— START —
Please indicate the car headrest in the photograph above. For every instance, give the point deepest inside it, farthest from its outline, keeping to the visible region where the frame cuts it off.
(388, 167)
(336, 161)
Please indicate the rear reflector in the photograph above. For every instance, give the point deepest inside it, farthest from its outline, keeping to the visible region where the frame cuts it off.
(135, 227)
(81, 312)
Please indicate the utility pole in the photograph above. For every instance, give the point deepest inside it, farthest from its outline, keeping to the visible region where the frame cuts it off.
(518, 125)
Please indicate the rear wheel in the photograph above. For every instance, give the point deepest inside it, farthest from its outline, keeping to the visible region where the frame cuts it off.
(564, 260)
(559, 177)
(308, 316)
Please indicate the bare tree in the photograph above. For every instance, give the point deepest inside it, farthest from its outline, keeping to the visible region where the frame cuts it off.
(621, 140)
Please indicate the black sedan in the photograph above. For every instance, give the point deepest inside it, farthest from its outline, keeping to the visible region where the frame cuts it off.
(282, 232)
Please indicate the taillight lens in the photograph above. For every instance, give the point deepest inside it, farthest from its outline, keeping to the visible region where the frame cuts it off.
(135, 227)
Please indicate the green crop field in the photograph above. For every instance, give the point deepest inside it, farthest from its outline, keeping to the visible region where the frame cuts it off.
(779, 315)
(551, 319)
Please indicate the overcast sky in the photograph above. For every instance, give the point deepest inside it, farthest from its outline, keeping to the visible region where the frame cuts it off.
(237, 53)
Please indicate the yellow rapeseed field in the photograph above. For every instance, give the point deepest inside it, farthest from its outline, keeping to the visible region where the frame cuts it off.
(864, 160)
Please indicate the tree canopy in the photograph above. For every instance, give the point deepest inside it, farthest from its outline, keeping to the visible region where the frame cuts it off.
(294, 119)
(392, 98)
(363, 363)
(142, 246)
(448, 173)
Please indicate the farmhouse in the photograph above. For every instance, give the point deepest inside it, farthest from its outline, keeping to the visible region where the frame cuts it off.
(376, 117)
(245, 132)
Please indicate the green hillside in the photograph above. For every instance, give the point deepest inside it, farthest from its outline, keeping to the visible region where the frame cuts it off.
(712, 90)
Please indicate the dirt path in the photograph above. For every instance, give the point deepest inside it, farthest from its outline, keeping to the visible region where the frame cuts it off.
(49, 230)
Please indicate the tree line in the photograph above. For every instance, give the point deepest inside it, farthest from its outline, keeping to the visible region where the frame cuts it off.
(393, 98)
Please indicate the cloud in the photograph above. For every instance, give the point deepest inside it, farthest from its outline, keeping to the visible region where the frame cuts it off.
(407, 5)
— END —
> Exercise instructions
Please rewrite all of the records, substituting "mark" for "indicate" and leaving everything else unchanged.

> Result
Please mark the car headrest in the photograph above. For every instance, give the point deepest inside it, farthest from its outline, keeping to the visible region where the frame cuts it off.
(388, 167)
(336, 161)
Please mark the rear reflector in the photograph above. For every instance, give the point deepest inside it, farthest from its outline, keeping to the visible region where the frame cuts it off.
(135, 227)
(81, 312)
Please mark the utility pole in the photograph above. For every instance, give the point deepest inside it, farthest from its outline, keeping to the visible region where the frame cuts it off.
(518, 125)
Please mark the rear wheel in the photograph above. For every instance, give the point deepest inside it, farthest from its outline, keeping to the visible region where the frame cuts it off.
(564, 260)
(559, 177)
(308, 316)
Please mark the bare tree in the photograph above. For every instance, give the point deepest inside it, farthest from its outline, keeping to the visible region where the frame cuts it off.
(621, 140)
Please mark the black sedan in the photograph above. For every instance, give the point deepest inside it, farthest from its outline, keeping to the visible region where the frame cuts it off.
(282, 232)
Please mark the taillight lens in the photograph above. For every instance, give the point deepest inside it, farthest from its outline, keeping to the visible region where the frame cuts it off.
(135, 227)
Please mark the green crop field in the photograph above. For every instance, give the point deepest inside it, farthest from its outline, keeping to the visible region where the frame cuts it off.
(779, 315)
(551, 319)
Please mark the overcast sky in the photograph above. For every instance, give the point deepest inside it, farthest from its outline, keeping to the visible region where the frame cuts it off.
(237, 53)
Please mark the yellow rapeseed field in the photograph above. For every instance, give the point deepest inside it, farthest from its outline, keeping to the visible region where the frame cuts it off.
(864, 160)
Please mark the tree canopy in the photograph above. For every instance, give the point deepest inside it, farthest from its outline, keeping to the visible region where the frame cuts it off.
(294, 119)
(392, 98)
(363, 363)
(142, 246)
(448, 173)
Please mark the farmhouse in the photograph above. For every instance, give the point deepest inside it, farthest from its outline, keeping to the visible region where the frame cuts it off.
(376, 117)
(245, 132)
Please mark the green hillside in the photograph above. For every instance, give the point deepest inside it, farthest from its outline, keeping to the visible region where the frame cuts it off.
(712, 90)
Please mark the dirt path in the photograph above. For every instance, give the point deepest inside it, farthest from its outline, keeping to the visible region where the frame cuts it off.
(49, 230)
Please mark the tree line in the photograph above. For every instance, give the point deepest inside it, farthest from its outline, keeping to the visible region where the frame cuts it off.
(393, 98)
Please mark the cloud in the photograph above. For every instance, give the point deepest inside it, farthest from its outline, keeping to the visible region where the frame cuts it off.
(407, 5)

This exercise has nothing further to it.